## READING PASSAGE

+++++

Patent Application - MOBILE PUSH NOTIFICATION FOR ROBOTIC PROCESS AUTOMATION (RPA) > Description
Robotic process automation (RPA) may automate repetitive operations, functions, or workflows in enterprise platforms, virtual machine (VM) configurations, remote desktops, cloud computing, desktop applications, mobile applications, or the like. When there is a failure in an application, an RPA conductor or orchestrator may desire to notify a user of the failure in an application running on a server. Such notification operation may desirable without much change to existing push notification services or servers. Rather than permitting the application to fail, user interaction may be requested.
A cloud server includes a transceiver configured to receive, from a push notification server, a web-hook event generated by a mobile application related to a robotic automation orchestrator and triggered by another robotic automation orchestrator. A processor is communicatively coupled with the transceiver and configured to inspect the web-hook event for duplicates, where the web-hook event is batched for notification to a device based on a predetermined timer. The transceiver is further configured to transmit, to a push notification service for delivery to the mobile application related to the robotic automation orchestrator, a single notification send request having the notification with other notifications for an event type.
A more detailed understanding may be had from the following description, given by way of example in conjunction with the accompanying drawings, wherein like reference numerals in the figures indicate like elements, and wherein:
Although further detail is provided herein, briefly a push notification provides access directly into the area in an application where a failure occurs to allow for human interaction. The push notification may be implemented using web hooks and mobile tokens. Push notifications on mobile can enable user interaction. In this manner, when the robotic process automation (RPA) encounters an exception, instead of failing it asks for human interaction via a push notification.
The push notification comes from a service to the user device. An on-premise server may not want to send notifications directly. In this case, a push notification relay server, which may be in the cloud, sends the push notification for secure notification management. Notifications may be batched and sent as a batch to (e.g., an apple/google notification service server). If the same error occurs multiple times (e.g., a total server failure) then the errors may be combined via caching layer to enable batching. A local orchestrator may utilize the web hooks for providing the push notifications.
For the methods and processes described below the steps recited may be performed out of sequence in any order and sub-steps not explicitly described or shown may be performed. In addition, “coupled” or “operatively coupled” may mean that objects are linked but may have zero or more intermediate objects between the linked objects. Also, any combination of the disclosed features/elements may be used in one or more embodiments. When using referring to “A or B”, it may include A, B, or A and B, which may be extended similarly to longer lists. When using the notation X/Y it may include X or Y. Alternatively, when using the notation X/Y it may include X and Y. X/Y notation may be extended similarly to longer lists with the same explained logic.

+++++

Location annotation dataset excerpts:
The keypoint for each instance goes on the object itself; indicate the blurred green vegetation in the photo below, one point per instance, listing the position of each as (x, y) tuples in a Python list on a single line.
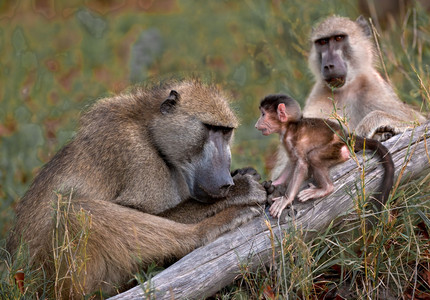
[(56, 58)]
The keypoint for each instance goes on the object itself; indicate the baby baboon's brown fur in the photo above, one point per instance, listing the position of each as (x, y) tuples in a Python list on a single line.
[(342, 59), (136, 157)]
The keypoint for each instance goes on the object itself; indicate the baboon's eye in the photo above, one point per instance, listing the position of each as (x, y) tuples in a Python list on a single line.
[(321, 42), (339, 38)]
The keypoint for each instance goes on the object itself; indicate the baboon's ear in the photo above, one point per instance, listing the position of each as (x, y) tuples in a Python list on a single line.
[(169, 104), (361, 21)]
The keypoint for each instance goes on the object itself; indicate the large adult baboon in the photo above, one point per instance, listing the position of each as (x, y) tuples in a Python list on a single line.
[(342, 59), (136, 156)]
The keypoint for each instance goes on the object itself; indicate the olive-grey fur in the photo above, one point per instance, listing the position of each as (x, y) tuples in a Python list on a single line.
[(135, 157)]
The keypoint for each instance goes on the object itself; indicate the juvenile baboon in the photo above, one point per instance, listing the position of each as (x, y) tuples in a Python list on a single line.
[(135, 157), (313, 146), (342, 59)]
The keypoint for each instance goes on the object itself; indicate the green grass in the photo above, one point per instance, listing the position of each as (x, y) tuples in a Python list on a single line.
[(58, 58)]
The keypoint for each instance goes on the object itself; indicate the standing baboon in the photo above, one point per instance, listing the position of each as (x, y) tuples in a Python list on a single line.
[(136, 157), (342, 60)]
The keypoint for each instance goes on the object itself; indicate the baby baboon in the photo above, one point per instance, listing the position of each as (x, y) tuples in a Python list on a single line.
[(342, 59), (313, 146), (136, 157)]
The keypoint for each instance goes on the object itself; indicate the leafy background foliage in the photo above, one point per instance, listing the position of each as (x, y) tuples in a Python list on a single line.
[(57, 58)]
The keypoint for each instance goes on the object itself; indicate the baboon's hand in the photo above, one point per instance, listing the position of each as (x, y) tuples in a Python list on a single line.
[(247, 170), (273, 191), (247, 189)]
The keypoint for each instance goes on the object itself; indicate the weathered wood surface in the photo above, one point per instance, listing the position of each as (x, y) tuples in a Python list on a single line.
[(210, 268)]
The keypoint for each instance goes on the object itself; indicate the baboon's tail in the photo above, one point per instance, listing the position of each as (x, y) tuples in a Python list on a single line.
[(387, 162)]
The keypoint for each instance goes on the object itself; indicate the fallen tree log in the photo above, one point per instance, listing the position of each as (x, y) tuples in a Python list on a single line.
[(206, 270)]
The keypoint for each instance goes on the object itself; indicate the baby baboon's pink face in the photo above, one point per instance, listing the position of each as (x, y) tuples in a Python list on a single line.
[(268, 123)]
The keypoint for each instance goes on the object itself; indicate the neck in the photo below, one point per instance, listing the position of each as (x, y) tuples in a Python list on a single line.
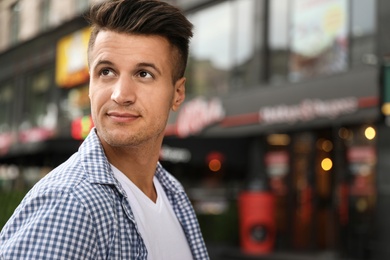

+++++

## WHAT TO WORK ON
1. Retype the rows starting at the one that contains "the baboon's ear" and ending at the one that contains "[(169, 104), (361, 21)]".
2. Continue the patent description on mobile push notifications for robotic process automation from its last sentence.

## TASK-BY-TASK ANSWERS
1.
The keypoint for each instance goes on the object itself; indicate the baboon's ear in the photo above, one point per instance, listing the position of each as (x, y) tuples in a Python list on a single line.
[(169, 104), (361, 21)]

2.
A workflow may include, but are not limited to, task sequences, flowcharts, Finite State Machines (FSMs), global exception handlers, or the like. Task sequences may be linear processes for handling linear tasks between one or more applications or windows. Flowcharts may be configured to handle complex business logic, enabling integration of decisions and connection of activities in a more diverse manner through multiple branching logic operators. FSMs may be configured for large workflows. FSMs may use a finite number of states in their execution, which may be triggered by a condition, transition, activity, or the like. Global exception handlers may be configured to determine workflow behavior when encountering an execution error, for debugging processes, or the like.
A robot may be an application, applet, script, or the like, that may automate a UI transparent to an underlying operating system (OS) or hardware. At deployment, one or more robots may be managed, controlled, or the like by a conductor 104, sometimes referred to as an orchestrator. Conductor 104 may instruct or command robot(s) or automation executor 106 to execute or monitor a workflow in a mainframe, web, virtual machine, remote machine, virtual desktop, enterprise platform, desktop app(s), browser, or the like client, application, or program. Conductor 104 may act as a central or semi-central point to instruct or command a plurality of robots to automate a computing platform.
In certain configurations, conductor 104 may be configured for provisioning, deployment, configuration, queueing, monitoring, logging, and/or providing interconnectivity. Provisioning may include creating and maintenance of connections or communication between robot(s) or automation executor 106 and conductor 104. Deployment may include assuring the delivery of package versions to assigned robots for execution. Configuration may include maintenance and delivery of robot environments and process configurations. Queueing may include providing management of queues and queue items. Monitoring may include keeping track of robot identification data and maintaining user permissions. Logging may include storing and indexing logs to a database (e.g., an SQL database) and/or another storage mechanism (e.g., ElasticSearch®, which provides the ability to store and quickly query large datasets). Conductor 104 may provide interconnectivity by acting as the centralized point of communication for third-party solutions and/or applications.
Robot(s) or automation executor 106 may be configured as unattended 108 or attended 110. For unattended 108 operations, automation may be performed without third party inputs or control. For attended 110 operation, automation may be performed by receiving input, commands, instructions, guidance, or the like from a third party component.
A robot(s) or automation executor 106 may be execution agents that run workflows built in designer 102. A commercial example of a robot(s) for UI or software automation is UiPath Robots™. In some embodiments, robot(s) or automation executor 106 may install the Microsoft Windows® Service Control Manager (SCM)-managed service by default. As a result, such robots can open interactive Windows® sessions under the local system account, and have the rights of a Windows® service.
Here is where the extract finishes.